» Instructions to follow: The records below are to be repeated in full, exactly as they are.

==*==

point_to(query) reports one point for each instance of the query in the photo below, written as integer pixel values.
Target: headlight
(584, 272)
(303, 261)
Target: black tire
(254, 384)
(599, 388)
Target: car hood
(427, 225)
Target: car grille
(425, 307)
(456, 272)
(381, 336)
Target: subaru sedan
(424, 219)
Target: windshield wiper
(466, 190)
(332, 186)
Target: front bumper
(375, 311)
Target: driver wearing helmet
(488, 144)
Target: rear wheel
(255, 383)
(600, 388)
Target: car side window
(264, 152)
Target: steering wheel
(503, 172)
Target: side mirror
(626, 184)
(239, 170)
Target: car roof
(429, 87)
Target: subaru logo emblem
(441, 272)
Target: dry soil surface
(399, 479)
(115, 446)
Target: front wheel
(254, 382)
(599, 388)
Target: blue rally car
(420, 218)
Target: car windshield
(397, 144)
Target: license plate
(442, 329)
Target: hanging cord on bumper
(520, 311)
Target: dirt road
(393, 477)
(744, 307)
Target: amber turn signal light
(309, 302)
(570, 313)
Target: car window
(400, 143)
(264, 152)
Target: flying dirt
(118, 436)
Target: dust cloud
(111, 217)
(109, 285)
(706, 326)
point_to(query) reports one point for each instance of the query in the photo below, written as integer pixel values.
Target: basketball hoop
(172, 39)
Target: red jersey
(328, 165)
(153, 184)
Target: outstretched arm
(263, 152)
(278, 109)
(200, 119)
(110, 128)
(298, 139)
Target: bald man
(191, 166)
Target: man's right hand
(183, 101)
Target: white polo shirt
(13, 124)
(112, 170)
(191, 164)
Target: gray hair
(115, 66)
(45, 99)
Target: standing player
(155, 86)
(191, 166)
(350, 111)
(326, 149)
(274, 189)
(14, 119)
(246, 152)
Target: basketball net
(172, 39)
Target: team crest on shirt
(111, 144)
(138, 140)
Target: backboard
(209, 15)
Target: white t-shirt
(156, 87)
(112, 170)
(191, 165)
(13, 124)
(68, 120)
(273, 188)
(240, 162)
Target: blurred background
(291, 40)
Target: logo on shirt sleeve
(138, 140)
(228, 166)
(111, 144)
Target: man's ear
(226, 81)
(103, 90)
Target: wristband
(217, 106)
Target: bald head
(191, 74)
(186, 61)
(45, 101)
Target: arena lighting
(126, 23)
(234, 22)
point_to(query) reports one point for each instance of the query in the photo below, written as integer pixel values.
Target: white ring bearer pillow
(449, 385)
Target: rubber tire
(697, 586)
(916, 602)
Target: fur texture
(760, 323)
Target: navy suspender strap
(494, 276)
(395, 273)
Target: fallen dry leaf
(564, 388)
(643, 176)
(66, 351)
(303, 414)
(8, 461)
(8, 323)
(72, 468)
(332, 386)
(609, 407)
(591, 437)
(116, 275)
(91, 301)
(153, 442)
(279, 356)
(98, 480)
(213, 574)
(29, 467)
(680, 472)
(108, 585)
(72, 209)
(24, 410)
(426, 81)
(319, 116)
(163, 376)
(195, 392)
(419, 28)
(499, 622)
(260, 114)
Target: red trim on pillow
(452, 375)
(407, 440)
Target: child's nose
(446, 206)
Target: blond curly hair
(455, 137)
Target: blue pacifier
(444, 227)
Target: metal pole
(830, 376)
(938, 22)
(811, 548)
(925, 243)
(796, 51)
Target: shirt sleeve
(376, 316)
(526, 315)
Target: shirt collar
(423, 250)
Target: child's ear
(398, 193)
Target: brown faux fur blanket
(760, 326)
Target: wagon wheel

==*==

» Solution:
point_to(query) reports one point for each instance of the query in the photo below, written as integer pixel values.
Target: headlight
(584, 272)
(303, 261)
Target: black tire
(254, 384)
(599, 388)
Target: car hood
(427, 225)
Target: car grille
(425, 307)
(456, 272)
(381, 336)
Target: subaru sedan
(424, 219)
Target: windshield wiper
(466, 190)
(332, 186)
Target: front bumper
(375, 311)
Target: driver wearing helmet
(488, 144)
Target: rear wheel
(255, 383)
(600, 388)
Target: car side window
(264, 152)
Target: steering wheel
(503, 172)
Target: side mirror
(626, 184)
(239, 170)
Target: car roof
(429, 87)
Target: subaru logo emblem
(441, 272)
Target: dry soil surface
(399, 479)
(115, 446)
Target: front wheel
(254, 382)
(599, 388)
Target: blue rally car
(420, 218)
Target: car windshield
(397, 144)
Target: license plate
(442, 329)
Target: hanging cord on bumper
(520, 311)
Target: dirt road
(393, 477)
(744, 307)
Target: amber turn signal light
(309, 302)
(570, 313)
Target: car window
(400, 143)
(264, 152)
Target: flying dirt
(118, 436)
Target: dust cloud
(111, 217)
(109, 285)
(706, 326)
point_to(query) reports one point for each instance of the query in the photo below, written as integer pixel values.
Target: basketball hoop
(172, 39)
Target: red jersey
(328, 165)
(153, 184)
Target: outstretched arm
(263, 152)
(278, 109)
(200, 119)
(110, 128)
(298, 139)
Target: bald man
(191, 166)
Target: man's right hand
(183, 101)
Target: white polo shirt
(13, 124)
(112, 170)
(191, 164)
Target: gray hair
(115, 66)
(45, 99)
Target: standing player
(155, 86)
(191, 166)
(350, 111)
(326, 149)
(274, 189)
(14, 119)
(246, 152)
Target: basketball net
(172, 39)
Target: team crest on shirt
(111, 144)
(138, 140)
Target: backboard
(209, 15)
Target: white t-shirt
(156, 87)
(112, 170)
(191, 165)
(13, 124)
(68, 120)
(273, 188)
(240, 162)
Target: blurred background
(291, 40)
Target: logo on shirt sleeve
(138, 140)
(228, 166)
(111, 144)
Target: man's ear
(226, 81)
(103, 90)
Target: wristband
(217, 106)
Target: bald head
(191, 74)
(186, 61)
(45, 101)
Target: arena lighting
(126, 23)
(234, 22)
point_to(query) reports one point for each instance of the query in the photo below, written as integer pixel values.
Target: white ring bearer pillow
(449, 385)
Target: rubber tire
(697, 586)
(916, 602)
Target: fur texture
(760, 323)
Target: navy suspender strap
(494, 276)
(395, 273)
Target: fallen dry leaf
(564, 388)
(643, 176)
(66, 351)
(303, 414)
(8, 461)
(8, 323)
(72, 468)
(332, 386)
(609, 407)
(591, 437)
(116, 275)
(91, 301)
(153, 442)
(279, 356)
(98, 480)
(213, 574)
(29, 467)
(680, 472)
(108, 585)
(72, 209)
(24, 410)
(426, 81)
(319, 116)
(163, 376)
(195, 392)
(419, 28)
(499, 622)
(260, 114)
Target: red trim on pillow
(452, 375)
(407, 440)
Target: child's nose
(446, 206)
Target: blond curly hair
(455, 137)
Target: blue pacifier
(444, 227)
Target: metal pole
(830, 376)
(938, 22)
(811, 548)
(925, 243)
(796, 51)
Target: shirt sleeve
(376, 316)
(526, 315)
Target: shirt collar
(423, 250)
Target: child's ear
(398, 193)
Target: brown faux fur blanket
(760, 326)
Target: wagon wheel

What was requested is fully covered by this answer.